A 16 anni ebbi due incontri fondamentali: Anton Cechov e i De Filippo.
Zio Vania mi stravolse. Trovare li, scritte su una pagina, nella sublime sintesi dell’arte, le mie malinconie, le mie impotenze, le mie lagrime notturne; e le mie speranze disperate, le improvvise gaiezze, le ribellioni abortite, la stanchezza; e la volontà, malgrado tutto, di vivere e di affermare la mia esistenza! Che incontro sconvolgente!
Cechov agì da catalizzatore delle mie ambizioni ancora informi, del mio straziante bisogno di esprimermi. Diede corpo e parola armoniosi all’inarticolato mugolìo che mi dissonava dentro: decise della mia vita. Avrei fatto del teatro. Compresi che recitare era per me l’unico modo – come dice Eduardo – per vivere sul palcoscenico la vita vera, quella che gli altri, nella vita, recitano malamente.
Eduardo, appunto. Mia madre era stata amica d’infanzia dei tre fratelli. L’amicizia non si era dissolta con gli anni. Nel 1939, l’anno di cui sto parlando, i tre De Filippo erano già gli attori e autori affermati le cui stagioni al Teatro Quirino di Roma significavano una serie di tutto esaurito.

## Breve esercizio 1
Indica se ciascuna affermazione concorda con il testo fornito, rispondendo sì o no e citando le parole decisive del testo.
(a) Chi scrive aveva 16 anni quando incontrò Cechov e i De Filippo.
(b) La madre di chi scrive aveva perso i contatti con i fratelli De Filippo.
(c) Nel 1939 i De Filippo erano ancora sconosciuti al pubblico di Roma.
## Breve esercizio 2
Spiega in una o due frasi perché, secondo il testo fornito, recitare era per chi scrive l'unico modo possibile.
## Breve esercizio 3
Riscrivi il tratto del testo fornito che va da "Zio Vania mi" fino a "vita, recitano malamente.", sostituendo "catalizzatore" con "motore".

[Dati di annotazione della posizione degli oggetti]
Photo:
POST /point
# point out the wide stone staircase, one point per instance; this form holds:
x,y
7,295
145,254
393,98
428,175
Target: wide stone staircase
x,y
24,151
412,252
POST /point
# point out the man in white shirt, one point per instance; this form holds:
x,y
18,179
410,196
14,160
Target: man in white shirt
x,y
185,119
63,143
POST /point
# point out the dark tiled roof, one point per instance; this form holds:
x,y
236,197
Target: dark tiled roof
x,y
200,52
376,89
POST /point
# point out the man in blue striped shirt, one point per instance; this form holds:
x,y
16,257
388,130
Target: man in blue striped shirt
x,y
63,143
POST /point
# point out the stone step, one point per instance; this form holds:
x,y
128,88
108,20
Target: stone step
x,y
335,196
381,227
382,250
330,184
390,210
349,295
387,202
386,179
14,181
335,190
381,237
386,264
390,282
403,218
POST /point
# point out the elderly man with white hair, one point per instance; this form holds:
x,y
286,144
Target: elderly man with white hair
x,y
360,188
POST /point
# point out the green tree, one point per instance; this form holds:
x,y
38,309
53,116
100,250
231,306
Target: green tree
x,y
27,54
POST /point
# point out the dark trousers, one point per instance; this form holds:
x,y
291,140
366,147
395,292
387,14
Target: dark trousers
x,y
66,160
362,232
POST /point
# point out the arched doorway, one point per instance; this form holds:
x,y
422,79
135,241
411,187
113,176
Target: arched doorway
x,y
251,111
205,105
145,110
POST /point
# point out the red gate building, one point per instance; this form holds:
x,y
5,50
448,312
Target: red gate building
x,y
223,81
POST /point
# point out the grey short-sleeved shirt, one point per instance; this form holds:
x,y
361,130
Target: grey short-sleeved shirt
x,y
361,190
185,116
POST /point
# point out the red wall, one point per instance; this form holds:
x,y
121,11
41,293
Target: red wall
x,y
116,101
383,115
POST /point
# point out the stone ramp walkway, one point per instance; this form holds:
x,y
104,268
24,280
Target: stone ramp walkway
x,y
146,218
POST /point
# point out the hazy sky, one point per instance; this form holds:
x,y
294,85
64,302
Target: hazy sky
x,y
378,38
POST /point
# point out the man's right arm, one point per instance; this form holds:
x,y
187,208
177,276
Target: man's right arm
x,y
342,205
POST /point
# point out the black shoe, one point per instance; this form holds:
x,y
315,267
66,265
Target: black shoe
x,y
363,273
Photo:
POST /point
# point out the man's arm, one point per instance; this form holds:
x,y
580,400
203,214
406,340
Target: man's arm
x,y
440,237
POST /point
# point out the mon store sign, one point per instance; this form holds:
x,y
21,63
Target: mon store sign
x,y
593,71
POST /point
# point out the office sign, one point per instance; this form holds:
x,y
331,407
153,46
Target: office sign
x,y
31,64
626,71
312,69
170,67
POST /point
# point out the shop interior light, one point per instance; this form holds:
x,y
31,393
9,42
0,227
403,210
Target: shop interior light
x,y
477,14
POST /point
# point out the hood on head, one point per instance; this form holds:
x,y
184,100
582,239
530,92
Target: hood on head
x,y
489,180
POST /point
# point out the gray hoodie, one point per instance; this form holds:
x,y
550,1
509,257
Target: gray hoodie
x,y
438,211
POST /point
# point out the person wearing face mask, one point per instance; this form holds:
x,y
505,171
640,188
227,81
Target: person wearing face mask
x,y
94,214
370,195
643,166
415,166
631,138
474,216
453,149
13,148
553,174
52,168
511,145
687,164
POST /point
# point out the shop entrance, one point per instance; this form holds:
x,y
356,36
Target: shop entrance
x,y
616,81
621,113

## Risposta svolta 1
(a) Sì: "A 16 anni ebbi due incontri fondamentali: Anton Cechov e i De Filippo."
(b) No: "L’amicizia non si era dissolta con gli anni."
(c) No: "i tre De Filippo erano già gli attori e autori affermati le cui stagioni al Teatro Quirino di Roma significavano una serie di tutto esaurito."

## Risposta svolta 2
Perché recitare era l'unico modo, come dice Eduardo, per vivere sul palcoscenico la vita vera, quella che gli altri, nella vita, recitano malamente.

## Risposta svolta 3
Zio Vania mi stravolse. Trovare li, scritte su una pagina, nella sublime sintesi dell’arte, le mie malinconie, le mie impotenze, le mie lagrime notturne; e le mie speranze disperate, le improvvise gaiezze, le ribellioni abortite, la stanchezza; e la volontà, malgrado tutto, di vivere e di affermare la mia esistenza! Che incontro sconvolgente!
Cechov agì da motore delle mie ambizioni ancora informi, del mio straziante bisogno di esprimermi. Diede corpo e parola armoniosi all’inarticolato mugolìo che mi dissonava dentro: decise della mia vita. Avrei fatto del teatro. Compresi che recitare era per me l’unico modo – come dice Eduardo – per vivere sul palcoscenico la vita vera, quella che gli altri, nella vita, recitano malamente.